[Opening SUPPLIED INFORMATION section]

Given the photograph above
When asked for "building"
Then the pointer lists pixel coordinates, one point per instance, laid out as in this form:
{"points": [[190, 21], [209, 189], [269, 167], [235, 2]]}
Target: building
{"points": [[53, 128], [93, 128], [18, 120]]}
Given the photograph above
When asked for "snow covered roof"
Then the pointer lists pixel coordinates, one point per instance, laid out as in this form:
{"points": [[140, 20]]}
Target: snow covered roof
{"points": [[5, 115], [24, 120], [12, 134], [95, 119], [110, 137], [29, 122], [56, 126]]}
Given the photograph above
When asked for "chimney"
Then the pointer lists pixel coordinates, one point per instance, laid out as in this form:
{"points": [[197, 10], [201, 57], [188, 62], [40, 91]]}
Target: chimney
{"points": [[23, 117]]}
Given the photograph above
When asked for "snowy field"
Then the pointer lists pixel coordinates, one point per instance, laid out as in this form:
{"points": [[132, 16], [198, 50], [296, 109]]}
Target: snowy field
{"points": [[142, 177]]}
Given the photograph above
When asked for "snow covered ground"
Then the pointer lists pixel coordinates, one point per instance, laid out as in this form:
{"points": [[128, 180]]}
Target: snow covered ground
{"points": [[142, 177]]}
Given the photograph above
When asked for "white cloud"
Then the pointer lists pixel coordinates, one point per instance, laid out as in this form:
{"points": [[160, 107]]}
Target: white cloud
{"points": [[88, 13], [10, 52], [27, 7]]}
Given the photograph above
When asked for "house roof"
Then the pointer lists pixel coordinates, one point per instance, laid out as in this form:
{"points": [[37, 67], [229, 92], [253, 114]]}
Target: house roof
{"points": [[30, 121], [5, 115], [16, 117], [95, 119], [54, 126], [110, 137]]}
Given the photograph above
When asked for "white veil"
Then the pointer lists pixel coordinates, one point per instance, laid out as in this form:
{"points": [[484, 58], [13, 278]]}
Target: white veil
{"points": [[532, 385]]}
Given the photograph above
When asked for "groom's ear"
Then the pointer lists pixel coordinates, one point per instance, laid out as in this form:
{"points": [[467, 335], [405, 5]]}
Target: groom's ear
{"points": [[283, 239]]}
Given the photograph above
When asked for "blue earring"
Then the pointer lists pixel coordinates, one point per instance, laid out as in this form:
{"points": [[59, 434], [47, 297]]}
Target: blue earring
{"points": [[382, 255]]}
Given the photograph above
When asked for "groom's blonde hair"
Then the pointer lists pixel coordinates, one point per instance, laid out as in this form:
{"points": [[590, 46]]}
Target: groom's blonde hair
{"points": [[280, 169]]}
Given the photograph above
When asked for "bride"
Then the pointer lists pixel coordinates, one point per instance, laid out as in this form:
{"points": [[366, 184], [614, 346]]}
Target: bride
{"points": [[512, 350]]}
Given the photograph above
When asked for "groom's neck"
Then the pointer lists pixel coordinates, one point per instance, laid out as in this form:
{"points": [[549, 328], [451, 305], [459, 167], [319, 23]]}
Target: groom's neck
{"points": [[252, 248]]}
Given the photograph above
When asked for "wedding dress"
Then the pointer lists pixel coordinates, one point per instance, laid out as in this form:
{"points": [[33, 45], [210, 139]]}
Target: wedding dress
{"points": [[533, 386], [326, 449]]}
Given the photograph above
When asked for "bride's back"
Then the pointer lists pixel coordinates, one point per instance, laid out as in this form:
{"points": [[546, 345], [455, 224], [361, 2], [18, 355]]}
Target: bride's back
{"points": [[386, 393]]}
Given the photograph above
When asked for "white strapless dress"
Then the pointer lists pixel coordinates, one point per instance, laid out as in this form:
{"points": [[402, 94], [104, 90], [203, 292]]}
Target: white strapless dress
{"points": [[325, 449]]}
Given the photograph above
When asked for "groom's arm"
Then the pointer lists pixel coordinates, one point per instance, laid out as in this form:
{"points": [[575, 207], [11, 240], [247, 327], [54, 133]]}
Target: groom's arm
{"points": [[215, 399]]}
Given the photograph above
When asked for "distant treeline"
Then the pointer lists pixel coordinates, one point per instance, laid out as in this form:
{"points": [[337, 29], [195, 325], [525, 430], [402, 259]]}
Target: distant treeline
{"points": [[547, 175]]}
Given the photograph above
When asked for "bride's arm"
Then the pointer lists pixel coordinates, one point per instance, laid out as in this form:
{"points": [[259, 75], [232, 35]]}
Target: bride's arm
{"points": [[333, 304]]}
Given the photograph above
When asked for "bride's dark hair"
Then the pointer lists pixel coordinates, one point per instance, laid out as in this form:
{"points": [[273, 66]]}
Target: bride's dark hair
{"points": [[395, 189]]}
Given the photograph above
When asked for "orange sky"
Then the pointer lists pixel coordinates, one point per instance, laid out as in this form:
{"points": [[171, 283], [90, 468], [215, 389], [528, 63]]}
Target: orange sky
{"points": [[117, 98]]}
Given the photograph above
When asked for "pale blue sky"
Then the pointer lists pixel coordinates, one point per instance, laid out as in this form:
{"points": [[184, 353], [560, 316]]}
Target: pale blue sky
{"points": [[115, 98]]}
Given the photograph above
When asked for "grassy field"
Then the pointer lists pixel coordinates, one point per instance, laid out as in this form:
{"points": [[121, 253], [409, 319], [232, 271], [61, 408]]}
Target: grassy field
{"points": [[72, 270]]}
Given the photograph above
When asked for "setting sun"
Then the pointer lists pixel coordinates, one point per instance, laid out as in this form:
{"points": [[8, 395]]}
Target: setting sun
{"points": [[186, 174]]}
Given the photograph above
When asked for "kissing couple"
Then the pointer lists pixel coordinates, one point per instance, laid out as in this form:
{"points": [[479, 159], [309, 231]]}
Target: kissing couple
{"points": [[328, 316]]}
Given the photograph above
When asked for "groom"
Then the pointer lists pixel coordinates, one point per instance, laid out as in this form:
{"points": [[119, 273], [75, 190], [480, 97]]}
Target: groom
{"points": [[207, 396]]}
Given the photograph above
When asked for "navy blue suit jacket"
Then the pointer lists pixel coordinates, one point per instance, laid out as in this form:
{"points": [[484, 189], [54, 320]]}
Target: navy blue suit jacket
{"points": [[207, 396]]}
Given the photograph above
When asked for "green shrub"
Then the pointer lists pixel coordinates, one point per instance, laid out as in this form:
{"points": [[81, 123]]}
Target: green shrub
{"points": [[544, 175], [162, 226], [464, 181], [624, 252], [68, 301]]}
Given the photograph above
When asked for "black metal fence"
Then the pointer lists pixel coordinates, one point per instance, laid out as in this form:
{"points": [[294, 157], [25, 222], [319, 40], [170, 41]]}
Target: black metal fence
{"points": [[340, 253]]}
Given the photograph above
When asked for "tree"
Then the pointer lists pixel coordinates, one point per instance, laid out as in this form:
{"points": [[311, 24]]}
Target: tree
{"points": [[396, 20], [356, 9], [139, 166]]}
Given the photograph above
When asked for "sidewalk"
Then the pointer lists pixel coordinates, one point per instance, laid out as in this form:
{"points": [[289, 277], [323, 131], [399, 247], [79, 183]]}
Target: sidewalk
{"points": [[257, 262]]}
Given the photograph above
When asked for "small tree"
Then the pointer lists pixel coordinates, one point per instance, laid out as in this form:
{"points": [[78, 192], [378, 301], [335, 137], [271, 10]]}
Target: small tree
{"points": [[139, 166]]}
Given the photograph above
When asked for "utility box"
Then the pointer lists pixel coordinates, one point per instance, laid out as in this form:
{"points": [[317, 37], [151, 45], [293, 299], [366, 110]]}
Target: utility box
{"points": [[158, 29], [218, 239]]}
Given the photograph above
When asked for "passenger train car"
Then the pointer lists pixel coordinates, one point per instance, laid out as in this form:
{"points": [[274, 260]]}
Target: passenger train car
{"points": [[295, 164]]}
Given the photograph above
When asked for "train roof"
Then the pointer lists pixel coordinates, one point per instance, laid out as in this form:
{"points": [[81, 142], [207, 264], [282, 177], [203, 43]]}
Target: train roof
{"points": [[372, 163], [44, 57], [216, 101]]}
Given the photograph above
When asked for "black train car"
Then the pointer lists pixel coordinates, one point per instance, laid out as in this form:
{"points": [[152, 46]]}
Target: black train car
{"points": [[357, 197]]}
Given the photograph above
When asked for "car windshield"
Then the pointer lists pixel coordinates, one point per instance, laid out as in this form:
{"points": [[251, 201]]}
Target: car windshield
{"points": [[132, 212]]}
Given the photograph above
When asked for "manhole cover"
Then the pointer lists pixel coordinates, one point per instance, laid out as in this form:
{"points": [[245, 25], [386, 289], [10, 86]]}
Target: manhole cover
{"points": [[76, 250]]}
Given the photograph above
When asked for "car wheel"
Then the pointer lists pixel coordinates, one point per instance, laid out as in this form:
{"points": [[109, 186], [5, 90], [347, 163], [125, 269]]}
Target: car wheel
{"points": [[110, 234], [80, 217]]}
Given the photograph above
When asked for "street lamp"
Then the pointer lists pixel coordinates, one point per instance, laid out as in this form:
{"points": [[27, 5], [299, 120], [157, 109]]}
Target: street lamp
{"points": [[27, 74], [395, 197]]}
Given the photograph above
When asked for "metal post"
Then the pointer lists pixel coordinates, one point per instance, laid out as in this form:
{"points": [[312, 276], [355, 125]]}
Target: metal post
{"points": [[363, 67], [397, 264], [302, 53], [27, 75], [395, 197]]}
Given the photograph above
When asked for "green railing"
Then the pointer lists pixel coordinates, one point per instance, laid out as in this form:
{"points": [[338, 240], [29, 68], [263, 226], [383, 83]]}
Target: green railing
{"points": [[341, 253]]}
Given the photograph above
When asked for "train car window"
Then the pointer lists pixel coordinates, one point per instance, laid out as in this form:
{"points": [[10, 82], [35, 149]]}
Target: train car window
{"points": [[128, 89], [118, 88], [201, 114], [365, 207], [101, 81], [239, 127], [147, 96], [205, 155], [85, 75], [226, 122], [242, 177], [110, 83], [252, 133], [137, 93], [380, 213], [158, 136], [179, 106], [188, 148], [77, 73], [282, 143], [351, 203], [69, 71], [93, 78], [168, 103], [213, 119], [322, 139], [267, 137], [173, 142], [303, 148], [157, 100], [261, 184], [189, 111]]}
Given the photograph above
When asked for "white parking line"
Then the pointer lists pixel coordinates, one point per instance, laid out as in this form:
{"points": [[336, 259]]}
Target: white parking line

[Closing SUPPLIED INFORMATION section]

Find the word "parking" in the records, and report each line that has it.

### RESULT OF THIS TASK
When asked for "white parking line"
Target: white parking line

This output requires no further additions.